Your assignment
Scan the entries for lines with the word "target" and copy those lines.

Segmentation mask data

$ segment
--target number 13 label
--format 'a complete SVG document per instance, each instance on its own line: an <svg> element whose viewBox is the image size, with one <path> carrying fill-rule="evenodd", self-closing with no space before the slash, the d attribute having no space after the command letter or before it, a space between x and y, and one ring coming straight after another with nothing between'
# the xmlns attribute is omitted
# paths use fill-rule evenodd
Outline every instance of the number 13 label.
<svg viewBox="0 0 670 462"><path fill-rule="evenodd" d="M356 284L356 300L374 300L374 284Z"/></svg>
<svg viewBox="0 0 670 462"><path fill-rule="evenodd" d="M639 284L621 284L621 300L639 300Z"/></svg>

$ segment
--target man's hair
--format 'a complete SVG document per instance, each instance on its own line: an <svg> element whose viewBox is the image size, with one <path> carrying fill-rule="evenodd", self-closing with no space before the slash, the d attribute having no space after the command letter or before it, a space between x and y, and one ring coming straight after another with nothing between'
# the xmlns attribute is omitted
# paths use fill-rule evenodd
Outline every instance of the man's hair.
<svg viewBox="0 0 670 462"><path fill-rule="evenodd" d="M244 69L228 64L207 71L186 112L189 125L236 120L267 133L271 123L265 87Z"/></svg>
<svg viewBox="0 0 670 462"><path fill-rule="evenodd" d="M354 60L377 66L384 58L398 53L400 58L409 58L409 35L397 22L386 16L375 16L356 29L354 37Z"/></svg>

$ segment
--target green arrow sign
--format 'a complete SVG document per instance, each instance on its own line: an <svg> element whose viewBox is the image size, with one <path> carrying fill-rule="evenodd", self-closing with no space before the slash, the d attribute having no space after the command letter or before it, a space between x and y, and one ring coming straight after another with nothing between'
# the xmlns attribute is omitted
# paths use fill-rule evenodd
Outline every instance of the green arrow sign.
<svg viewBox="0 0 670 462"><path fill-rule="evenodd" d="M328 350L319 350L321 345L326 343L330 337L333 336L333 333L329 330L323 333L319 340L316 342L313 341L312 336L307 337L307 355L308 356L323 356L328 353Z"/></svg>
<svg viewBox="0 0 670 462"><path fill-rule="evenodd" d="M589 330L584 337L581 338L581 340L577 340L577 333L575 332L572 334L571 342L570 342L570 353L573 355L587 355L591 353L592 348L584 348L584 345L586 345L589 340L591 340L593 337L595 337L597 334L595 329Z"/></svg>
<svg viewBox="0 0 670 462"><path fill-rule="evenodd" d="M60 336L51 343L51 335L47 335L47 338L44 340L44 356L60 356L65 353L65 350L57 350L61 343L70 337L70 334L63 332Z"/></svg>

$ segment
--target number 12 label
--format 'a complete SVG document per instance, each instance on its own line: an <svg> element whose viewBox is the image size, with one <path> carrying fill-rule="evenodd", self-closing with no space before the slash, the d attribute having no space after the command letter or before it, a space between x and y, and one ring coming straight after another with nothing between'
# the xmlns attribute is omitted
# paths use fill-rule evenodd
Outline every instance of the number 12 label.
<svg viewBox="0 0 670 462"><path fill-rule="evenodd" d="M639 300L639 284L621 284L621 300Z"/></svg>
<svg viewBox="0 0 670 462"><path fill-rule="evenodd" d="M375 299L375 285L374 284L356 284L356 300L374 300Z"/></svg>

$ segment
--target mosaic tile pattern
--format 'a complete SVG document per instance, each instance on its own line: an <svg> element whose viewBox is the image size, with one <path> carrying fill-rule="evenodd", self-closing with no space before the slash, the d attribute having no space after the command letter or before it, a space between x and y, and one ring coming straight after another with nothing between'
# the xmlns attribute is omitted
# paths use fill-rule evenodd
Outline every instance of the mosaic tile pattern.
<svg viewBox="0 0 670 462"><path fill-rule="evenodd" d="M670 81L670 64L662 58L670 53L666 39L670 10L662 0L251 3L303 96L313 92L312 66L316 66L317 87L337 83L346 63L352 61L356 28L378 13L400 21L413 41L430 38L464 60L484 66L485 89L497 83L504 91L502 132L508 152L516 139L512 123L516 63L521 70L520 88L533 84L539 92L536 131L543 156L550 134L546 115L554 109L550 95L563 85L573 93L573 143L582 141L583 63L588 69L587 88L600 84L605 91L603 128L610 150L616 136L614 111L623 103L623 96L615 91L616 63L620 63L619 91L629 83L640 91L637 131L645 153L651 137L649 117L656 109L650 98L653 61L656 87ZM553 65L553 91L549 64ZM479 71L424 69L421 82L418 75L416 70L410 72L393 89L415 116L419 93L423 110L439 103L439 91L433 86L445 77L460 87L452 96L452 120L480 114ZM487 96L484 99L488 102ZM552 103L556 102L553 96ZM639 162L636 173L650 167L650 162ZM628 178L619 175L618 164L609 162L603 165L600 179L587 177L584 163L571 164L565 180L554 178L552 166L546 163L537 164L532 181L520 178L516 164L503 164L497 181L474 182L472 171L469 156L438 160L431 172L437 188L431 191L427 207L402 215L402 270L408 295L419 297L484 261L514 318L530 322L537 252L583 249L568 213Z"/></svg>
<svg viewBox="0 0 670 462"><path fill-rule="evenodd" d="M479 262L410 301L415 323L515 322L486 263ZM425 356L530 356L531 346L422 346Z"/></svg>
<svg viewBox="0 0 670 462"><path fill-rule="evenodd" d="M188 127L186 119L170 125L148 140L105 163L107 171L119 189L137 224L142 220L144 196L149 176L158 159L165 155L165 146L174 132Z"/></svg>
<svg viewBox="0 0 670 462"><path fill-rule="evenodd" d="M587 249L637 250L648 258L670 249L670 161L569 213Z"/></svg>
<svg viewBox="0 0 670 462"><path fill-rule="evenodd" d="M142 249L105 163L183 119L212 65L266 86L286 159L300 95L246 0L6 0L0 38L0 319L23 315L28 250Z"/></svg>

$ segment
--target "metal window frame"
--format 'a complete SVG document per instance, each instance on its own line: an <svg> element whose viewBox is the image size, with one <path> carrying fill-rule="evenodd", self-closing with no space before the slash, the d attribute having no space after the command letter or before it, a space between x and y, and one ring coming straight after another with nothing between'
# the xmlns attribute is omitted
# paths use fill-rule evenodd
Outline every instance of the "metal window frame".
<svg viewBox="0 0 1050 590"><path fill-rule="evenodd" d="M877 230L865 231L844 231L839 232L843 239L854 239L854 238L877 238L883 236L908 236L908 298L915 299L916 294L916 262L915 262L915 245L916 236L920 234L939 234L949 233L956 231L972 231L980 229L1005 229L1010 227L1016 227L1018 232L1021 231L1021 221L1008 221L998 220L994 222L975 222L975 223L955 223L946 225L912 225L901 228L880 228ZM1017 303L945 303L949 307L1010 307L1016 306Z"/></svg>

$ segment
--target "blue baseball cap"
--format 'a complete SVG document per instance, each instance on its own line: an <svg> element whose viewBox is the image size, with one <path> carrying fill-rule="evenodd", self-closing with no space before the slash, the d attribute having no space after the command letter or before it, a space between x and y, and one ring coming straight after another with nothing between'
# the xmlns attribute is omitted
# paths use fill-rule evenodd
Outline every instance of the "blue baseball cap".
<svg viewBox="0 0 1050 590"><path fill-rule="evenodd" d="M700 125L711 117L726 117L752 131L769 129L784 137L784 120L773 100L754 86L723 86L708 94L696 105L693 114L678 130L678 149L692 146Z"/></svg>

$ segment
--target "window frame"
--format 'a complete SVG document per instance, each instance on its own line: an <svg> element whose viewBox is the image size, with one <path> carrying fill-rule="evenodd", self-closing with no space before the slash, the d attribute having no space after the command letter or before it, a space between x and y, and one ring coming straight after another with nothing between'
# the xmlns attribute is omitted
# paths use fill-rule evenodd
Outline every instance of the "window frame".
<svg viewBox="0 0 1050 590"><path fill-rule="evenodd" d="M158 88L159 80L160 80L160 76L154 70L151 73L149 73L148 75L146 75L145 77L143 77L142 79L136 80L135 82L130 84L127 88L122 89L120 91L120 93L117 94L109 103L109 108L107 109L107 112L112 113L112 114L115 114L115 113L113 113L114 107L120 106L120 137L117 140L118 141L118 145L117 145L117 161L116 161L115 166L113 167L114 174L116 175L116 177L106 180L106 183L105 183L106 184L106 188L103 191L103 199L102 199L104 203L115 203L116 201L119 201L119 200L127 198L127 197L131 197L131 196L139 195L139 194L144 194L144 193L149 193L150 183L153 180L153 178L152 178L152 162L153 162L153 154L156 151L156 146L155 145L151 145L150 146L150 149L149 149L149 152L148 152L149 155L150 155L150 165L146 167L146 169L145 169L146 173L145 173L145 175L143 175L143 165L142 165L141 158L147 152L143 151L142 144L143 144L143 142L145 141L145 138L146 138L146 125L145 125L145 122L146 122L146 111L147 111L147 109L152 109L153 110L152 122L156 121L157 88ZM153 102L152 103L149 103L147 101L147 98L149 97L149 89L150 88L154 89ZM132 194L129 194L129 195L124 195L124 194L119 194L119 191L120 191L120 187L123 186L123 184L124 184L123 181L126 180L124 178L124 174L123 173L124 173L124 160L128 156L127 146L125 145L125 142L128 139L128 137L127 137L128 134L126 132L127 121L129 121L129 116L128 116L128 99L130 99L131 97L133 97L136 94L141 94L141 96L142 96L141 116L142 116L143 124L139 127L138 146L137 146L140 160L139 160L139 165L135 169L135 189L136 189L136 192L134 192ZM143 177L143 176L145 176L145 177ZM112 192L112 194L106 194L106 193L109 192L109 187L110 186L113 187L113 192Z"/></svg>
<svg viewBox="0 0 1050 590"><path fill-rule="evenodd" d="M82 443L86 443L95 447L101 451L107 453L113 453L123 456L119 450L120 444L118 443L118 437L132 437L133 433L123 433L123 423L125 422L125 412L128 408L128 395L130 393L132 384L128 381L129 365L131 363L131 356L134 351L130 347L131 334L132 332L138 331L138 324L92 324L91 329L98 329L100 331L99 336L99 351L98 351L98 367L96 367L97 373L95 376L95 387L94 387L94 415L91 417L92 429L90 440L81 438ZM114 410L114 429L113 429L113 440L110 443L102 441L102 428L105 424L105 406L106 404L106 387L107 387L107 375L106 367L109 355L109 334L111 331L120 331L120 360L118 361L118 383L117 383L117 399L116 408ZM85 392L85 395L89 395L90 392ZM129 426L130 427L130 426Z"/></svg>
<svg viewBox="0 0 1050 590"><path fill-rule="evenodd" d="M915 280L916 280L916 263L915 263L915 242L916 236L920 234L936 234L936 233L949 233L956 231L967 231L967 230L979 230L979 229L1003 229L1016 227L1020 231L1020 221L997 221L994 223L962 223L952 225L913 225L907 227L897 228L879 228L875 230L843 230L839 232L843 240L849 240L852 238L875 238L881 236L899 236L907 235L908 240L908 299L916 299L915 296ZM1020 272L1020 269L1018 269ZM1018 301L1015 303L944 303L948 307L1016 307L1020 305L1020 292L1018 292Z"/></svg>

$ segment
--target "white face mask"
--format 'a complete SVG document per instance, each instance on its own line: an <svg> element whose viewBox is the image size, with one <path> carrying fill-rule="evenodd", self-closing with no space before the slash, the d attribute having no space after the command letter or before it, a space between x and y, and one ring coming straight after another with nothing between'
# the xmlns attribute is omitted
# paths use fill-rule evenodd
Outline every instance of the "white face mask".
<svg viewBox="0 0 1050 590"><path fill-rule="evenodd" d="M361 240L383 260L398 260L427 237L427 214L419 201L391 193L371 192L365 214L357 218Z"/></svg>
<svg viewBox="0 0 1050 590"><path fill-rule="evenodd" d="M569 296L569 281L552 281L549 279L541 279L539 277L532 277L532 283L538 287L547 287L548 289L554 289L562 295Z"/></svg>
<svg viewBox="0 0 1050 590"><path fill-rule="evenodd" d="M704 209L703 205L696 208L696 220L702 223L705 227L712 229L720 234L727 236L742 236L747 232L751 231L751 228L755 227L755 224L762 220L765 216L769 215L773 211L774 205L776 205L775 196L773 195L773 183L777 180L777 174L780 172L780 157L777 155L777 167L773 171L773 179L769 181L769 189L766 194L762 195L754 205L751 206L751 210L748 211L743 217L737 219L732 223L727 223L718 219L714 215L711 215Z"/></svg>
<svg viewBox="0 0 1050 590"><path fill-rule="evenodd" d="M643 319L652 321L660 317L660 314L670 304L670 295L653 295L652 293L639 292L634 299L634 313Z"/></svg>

Exercise output
--target number 13 label
--target man's hair
--target green arrow sign
--target number 12 label
--target mosaic tile pattern
--target "metal window frame"
--target "blue baseball cap"
--target "window frame"
--target "white face mask"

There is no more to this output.